**AIM:**
Please reproduce every one of the items below word for word, line for line.

-=-=-=-=-

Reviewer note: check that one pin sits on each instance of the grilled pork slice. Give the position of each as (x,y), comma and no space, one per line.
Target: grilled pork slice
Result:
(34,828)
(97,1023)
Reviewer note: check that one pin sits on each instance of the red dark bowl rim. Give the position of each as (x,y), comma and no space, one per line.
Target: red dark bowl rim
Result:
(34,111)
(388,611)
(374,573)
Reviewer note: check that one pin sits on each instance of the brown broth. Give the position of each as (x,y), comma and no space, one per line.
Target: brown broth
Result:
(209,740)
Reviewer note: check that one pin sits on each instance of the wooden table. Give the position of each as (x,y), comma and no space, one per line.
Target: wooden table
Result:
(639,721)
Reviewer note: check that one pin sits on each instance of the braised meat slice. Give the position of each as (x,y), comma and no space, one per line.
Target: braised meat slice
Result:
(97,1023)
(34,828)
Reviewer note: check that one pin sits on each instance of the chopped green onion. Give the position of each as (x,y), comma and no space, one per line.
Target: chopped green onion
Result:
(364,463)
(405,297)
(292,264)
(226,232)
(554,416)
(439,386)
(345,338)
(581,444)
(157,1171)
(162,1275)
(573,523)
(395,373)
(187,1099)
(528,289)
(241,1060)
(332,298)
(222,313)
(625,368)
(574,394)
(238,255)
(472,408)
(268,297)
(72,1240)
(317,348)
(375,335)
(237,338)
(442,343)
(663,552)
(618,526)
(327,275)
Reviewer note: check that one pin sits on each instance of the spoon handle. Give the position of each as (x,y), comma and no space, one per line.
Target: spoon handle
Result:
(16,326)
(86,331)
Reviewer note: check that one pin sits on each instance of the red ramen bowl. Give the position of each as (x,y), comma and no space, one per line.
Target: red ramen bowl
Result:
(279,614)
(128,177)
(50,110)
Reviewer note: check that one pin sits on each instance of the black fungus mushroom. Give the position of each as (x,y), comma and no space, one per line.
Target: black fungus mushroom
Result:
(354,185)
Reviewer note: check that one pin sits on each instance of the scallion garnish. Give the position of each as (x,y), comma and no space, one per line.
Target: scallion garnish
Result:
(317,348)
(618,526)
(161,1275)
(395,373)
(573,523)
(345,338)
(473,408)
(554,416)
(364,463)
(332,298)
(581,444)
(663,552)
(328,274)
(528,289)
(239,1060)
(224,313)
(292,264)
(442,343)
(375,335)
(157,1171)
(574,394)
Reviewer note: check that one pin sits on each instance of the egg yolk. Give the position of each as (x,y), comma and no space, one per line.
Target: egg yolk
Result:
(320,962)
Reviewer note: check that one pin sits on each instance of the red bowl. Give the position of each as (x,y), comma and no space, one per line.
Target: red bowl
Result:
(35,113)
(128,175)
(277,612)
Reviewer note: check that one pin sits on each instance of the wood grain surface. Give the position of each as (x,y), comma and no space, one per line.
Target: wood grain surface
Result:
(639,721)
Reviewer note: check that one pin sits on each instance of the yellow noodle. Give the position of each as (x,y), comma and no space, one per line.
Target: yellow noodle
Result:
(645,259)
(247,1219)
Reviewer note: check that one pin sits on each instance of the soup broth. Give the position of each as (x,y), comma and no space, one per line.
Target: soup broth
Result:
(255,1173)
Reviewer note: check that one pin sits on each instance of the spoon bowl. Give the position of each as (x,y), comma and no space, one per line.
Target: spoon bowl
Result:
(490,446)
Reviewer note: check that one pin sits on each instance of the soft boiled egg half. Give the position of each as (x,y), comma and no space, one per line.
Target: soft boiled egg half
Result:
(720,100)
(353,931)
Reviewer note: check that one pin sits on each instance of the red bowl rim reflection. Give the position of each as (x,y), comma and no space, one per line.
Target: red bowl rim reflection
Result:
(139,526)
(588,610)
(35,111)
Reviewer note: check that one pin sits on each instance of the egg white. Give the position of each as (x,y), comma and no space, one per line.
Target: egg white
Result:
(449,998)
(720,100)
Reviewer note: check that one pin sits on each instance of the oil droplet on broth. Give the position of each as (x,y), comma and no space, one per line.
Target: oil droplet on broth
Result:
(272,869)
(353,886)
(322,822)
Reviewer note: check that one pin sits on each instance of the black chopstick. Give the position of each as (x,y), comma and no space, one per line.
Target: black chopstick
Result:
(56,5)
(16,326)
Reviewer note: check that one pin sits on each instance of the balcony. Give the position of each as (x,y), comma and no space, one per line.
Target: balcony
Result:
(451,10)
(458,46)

-=-=-=-=-

**EXERCISE RESPONSE:**
Reviewer note: check that one pin sits on each instance of the grilled pork slice. Give the position of each as (x,y), comma and no space, one per line.
Target: grilled pork slice
Result:
(34,828)
(97,1023)
Reviewer note: check that one pin sits on each instance of the red dark bowl rim. Give the position of each as (x,y), comma and no space, one per line.
Target: red dark bowl rim
Result:
(34,111)
(388,611)
(374,573)
Reviewer note: check that one pin sits on each instance of the brown broth. Give the position of each as (x,y), comma and no space, one per line.
Target: brown broth
Result:
(209,740)
Reviewer note: check that one pin sits on each instance of the wooden table. Give the position of each as (x,y), comma and no space, one per line.
Target: wooden table
Result:
(639,721)
Reviewer note: check that one pin sits on each instance of the braised meat slice. Give the position of each as (x,y), comma and no space, one per line.
Target: braised meat slice
Result:
(97,1023)
(34,828)
Reviewer note: check that one pin sits on each instance of the chopped green onion. Give the position of each as (x,y), comma and no space, one per line.
Target: chopped green onion
Result:
(364,463)
(405,297)
(292,264)
(226,232)
(554,416)
(439,386)
(345,338)
(581,444)
(157,1171)
(162,1275)
(573,523)
(395,373)
(187,1099)
(528,289)
(241,1060)
(332,298)
(222,313)
(625,368)
(574,394)
(238,255)
(472,408)
(268,297)
(72,1240)
(317,348)
(375,335)
(237,338)
(442,343)
(663,552)
(618,526)
(327,275)
Reviewer note: check that one pin sits on each instance of the spoon handle. Give the position of each as (x,y), comma and no space, one per line.
Target: spoon handle
Result:
(16,326)
(86,331)
Reviewer note: check that one pin sits on each instance of the red ramen bowl. Give the position of each as (x,y), comma and no space, one per line.
Target: red ramen bowl
Result:
(279,614)
(128,177)
(50,110)
Reviewer note: check that one pin sits on each instance of the black fungus mushroom. Give the position of each as (x,y), comma and no space, one per line.
Target: black fungus mushroom
Result:
(354,185)
Reviewer note: check that one pin sits on each instance of the scallion garnish. Give the position of each as (x,y), comma and no space, one per line.
Target: scallion garnish
Result:
(317,348)
(618,526)
(161,1275)
(395,373)
(573,523)
(345,338)
(473,408)
(554,416)
(364,463)
(332,298)
(581,444)
(663,552)
(328,274)
(528,289)
(239,1060)
(224,313)
(292,264)
(442,343)
(375,335)
(157,1171)
(574,394)
Reviewer note: check that one pin sits on each instance of the egg yolk. Give the position of each as (x,y), comma and no space, one per line.
Target: egg yolk
Result:
(320,962)
Reviewer note: check that one pin sits on each instance of the red bowl. Give the position of each as (x,y), comma and no space, one per line.
Target: red bowl
Result:
(35,113)
(128,175)
(277,612)
Reviewer note: check that one pin sits on each instance of the wood grain surface. Give the position of each as (x,y), comma and no space, one per line.
Target: wood grain surface
Result:
(639,721)
Reviewer note: check that one pin sits on each instance of the yellow noodle. Give the position of each as (x,y), comma and no space, one per line.
Target: yellow noodle
Result:
(645,259)
(247,1219)
Reviewer note: check that one pin sits on each instance of the soup broth. Give the position of each as (x,y), comma and no space, one per line.
Target: soup broth
Result:
(255,1173)
Reviewer note: check that one pin sits on each instance of the spoon bowl. Give the position of each as (x,y), comma and no space, one per line.
Target: spoon bowl
Result:
(490,446)
Reviewer note: check that one pin sits on each instance of the soft boiled egg half. Give the position of each as (x,y), comma and no space, one per line.
Target: soft boiled egg half
Result:
(720,100)
(353,931)
Reviewer note: check that one pin sits on each instance of the red bowl rim reflection. Give the position of each as (x,y), comma and no space, one per line.
Target: red bowl rim reflection
Result:
(139,526)
(588,610)
(35,111)
Reviewer note: check that one pin sits on each instance of the egg white. Give the position of each as (x,y), comma and no space, one per line.
Target: egg white
Result:
(449,998)
(720,100)
Reviewer note: check that one pin sits on each instance of the oil droplet on broth. Give the position of each as (x,y), comma and no space, one per line.
Target: oil droplet on broth
Result:
(272,869)
(353,886)
(322,822)
Reviewer note: check that one pin sits on each instance of the black chopstick. Give the position of each as (x,y), comma and no space, one per line.
Target: black chopstick
Result:
(56,5)
(16,326)
Reviewer note: check that one pin sits on each instance of the balcony. Give the position of each as (x,y), comma and no space, one per line.
Target: balcony
Result:
(451,10)
(458,46)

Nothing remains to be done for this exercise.